Instructions to follow
Could you output, word for word, the stretch of lines from the one containing "of the upholstered" through the one containing "x=38, y=255", both ends included, and nothing else?

## Begin

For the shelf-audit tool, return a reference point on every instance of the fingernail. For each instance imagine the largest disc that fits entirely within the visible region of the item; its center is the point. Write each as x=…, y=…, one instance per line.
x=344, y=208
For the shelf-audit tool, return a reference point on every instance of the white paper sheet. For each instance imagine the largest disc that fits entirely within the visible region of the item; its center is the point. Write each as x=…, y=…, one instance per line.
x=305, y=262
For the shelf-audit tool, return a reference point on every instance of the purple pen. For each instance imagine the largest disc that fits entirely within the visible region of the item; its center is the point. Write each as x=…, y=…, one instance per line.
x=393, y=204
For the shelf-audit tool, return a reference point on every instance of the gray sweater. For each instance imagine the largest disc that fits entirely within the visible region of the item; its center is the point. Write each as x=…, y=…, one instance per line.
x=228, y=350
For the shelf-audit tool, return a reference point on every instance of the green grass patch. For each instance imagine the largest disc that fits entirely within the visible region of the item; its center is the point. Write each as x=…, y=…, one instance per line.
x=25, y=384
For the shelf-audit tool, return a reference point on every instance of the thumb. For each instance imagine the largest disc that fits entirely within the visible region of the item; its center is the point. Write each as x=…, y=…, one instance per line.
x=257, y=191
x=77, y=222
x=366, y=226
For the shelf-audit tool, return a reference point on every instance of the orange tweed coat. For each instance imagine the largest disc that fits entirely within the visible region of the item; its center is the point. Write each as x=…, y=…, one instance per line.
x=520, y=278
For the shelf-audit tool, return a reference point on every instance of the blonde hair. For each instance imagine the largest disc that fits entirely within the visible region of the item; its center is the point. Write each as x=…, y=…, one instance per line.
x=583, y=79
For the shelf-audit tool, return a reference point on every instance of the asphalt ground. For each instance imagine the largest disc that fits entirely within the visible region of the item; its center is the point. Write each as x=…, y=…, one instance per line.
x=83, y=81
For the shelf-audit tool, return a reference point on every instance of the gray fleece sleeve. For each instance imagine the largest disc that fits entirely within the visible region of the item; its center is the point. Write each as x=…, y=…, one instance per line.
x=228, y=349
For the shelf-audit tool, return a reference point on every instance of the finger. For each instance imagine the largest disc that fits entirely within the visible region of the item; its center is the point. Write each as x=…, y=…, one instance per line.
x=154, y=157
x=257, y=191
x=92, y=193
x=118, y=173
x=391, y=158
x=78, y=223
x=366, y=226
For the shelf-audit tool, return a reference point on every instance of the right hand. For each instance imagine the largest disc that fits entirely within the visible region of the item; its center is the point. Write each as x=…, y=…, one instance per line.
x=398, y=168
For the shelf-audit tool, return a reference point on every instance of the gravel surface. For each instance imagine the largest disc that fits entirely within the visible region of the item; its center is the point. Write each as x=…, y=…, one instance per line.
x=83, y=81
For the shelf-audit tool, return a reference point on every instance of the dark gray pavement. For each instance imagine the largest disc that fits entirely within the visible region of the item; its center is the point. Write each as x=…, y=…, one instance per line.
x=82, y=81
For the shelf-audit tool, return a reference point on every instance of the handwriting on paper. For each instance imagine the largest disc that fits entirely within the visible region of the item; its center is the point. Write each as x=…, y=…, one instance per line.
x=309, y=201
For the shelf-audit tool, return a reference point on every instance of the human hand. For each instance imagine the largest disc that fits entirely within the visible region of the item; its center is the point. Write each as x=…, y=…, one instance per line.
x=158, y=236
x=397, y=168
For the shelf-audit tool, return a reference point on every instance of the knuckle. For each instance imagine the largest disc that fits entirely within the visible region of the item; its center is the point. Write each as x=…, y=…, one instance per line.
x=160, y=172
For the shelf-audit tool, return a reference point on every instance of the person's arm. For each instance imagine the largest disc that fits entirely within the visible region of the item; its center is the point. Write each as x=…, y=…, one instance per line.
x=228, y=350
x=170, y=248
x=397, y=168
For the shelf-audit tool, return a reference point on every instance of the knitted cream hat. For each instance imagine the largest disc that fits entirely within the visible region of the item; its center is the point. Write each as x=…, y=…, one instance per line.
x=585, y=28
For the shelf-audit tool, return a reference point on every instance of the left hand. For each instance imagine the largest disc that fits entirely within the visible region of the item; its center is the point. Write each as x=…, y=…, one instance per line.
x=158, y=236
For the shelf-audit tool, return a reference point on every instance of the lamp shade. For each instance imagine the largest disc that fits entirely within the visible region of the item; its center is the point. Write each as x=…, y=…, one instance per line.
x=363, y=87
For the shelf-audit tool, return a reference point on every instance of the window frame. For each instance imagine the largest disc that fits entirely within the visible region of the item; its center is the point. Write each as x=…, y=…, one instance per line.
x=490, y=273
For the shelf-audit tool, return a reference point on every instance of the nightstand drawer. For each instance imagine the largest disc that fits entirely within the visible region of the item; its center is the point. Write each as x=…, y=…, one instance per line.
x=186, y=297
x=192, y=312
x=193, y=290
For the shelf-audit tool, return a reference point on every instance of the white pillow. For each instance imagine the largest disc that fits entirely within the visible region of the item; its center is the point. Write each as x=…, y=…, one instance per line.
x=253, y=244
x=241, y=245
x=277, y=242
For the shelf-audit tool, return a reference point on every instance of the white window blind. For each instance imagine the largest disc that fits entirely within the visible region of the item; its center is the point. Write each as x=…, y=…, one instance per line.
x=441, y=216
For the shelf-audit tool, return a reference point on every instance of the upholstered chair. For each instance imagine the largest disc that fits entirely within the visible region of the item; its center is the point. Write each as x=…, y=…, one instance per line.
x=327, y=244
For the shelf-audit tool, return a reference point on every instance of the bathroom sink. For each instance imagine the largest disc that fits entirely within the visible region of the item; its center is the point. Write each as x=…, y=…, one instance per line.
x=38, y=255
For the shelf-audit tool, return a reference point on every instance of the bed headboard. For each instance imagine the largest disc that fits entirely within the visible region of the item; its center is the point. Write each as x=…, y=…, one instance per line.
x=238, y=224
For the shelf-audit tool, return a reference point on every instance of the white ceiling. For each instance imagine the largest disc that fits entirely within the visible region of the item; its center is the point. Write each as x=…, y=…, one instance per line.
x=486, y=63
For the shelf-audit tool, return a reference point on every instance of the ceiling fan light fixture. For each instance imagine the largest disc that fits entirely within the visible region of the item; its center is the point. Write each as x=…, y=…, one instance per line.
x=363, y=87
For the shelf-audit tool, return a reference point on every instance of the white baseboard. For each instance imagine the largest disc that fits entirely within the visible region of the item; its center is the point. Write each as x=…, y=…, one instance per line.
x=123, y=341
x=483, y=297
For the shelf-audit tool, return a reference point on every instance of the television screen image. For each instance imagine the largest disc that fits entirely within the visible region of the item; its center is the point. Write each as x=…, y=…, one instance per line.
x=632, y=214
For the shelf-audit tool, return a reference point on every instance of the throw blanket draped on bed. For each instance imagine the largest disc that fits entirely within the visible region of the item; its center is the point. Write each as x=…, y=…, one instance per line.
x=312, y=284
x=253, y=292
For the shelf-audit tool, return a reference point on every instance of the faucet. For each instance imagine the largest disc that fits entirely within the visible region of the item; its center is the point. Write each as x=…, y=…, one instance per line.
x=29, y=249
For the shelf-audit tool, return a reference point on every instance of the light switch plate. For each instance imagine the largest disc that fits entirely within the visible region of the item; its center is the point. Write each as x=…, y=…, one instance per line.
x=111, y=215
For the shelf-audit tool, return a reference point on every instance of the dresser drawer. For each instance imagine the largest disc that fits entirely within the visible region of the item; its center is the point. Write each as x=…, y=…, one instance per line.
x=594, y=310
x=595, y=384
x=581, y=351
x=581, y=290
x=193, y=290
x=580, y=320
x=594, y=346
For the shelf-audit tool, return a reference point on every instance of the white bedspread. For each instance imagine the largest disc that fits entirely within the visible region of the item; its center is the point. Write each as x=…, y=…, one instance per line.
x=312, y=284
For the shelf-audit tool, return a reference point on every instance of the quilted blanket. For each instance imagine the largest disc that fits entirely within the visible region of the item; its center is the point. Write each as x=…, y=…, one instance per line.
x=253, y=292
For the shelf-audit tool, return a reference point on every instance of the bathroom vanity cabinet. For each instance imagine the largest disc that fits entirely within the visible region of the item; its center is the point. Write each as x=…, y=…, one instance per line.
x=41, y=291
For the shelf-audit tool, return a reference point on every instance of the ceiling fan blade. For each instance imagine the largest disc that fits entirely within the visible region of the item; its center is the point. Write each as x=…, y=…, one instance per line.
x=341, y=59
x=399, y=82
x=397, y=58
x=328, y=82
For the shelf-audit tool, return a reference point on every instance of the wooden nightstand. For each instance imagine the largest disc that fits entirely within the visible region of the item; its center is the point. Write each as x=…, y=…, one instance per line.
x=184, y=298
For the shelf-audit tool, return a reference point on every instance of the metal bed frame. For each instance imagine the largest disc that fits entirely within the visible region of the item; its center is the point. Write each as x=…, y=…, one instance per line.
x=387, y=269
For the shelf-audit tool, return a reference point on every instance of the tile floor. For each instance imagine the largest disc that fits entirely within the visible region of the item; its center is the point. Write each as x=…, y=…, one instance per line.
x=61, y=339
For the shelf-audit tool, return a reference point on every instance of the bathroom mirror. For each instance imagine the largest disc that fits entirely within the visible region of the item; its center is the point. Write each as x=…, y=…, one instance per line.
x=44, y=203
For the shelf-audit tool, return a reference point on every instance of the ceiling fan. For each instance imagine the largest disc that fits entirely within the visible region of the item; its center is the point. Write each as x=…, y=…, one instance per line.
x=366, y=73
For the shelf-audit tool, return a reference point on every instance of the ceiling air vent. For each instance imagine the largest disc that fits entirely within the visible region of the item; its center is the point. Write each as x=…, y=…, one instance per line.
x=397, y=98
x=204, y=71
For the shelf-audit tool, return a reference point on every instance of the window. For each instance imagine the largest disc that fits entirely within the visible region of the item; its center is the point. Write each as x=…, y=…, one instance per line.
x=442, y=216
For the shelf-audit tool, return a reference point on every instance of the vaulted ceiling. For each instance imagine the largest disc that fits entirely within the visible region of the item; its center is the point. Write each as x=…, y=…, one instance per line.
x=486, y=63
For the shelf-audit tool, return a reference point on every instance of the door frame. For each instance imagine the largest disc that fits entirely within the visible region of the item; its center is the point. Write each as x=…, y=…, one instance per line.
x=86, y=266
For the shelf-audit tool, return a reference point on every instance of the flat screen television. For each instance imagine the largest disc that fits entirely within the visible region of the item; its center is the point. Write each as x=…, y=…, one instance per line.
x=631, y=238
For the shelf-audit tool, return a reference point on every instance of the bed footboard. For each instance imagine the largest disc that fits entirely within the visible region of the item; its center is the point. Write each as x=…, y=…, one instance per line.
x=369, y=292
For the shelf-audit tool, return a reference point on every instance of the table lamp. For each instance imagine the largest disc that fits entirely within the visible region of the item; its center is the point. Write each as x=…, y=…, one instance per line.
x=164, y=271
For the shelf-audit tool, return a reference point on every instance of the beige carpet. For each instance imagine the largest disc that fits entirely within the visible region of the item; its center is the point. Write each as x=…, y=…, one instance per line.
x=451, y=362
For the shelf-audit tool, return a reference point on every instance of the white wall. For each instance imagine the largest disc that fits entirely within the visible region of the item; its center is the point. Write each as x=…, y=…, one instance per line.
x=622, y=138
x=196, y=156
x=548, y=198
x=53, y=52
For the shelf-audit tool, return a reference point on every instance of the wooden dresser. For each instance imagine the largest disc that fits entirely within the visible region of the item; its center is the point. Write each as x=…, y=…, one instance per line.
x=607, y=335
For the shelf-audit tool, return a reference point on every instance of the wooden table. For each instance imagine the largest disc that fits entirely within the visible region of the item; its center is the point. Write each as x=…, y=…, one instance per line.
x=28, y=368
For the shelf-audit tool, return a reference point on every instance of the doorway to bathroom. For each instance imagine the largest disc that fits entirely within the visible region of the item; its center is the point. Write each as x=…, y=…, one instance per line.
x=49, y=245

## End

Result of the task
For the shelf-audit tool, return a reference point on every instance of the upholstered chair. For each instance imagine the largest disc that fits entirely within the visible region of the item; its center is the point. Write each as x=…, y=…, one instance per line.
x=327, y=244
For the shelf-audit tool, return a reference point on every instance of the bathroom sink. For each instance imagine the largest disc that fits entirely within the visible region of the item; its center is the point. Write each as x=…, y=…, one instance per line.
x=38, y=255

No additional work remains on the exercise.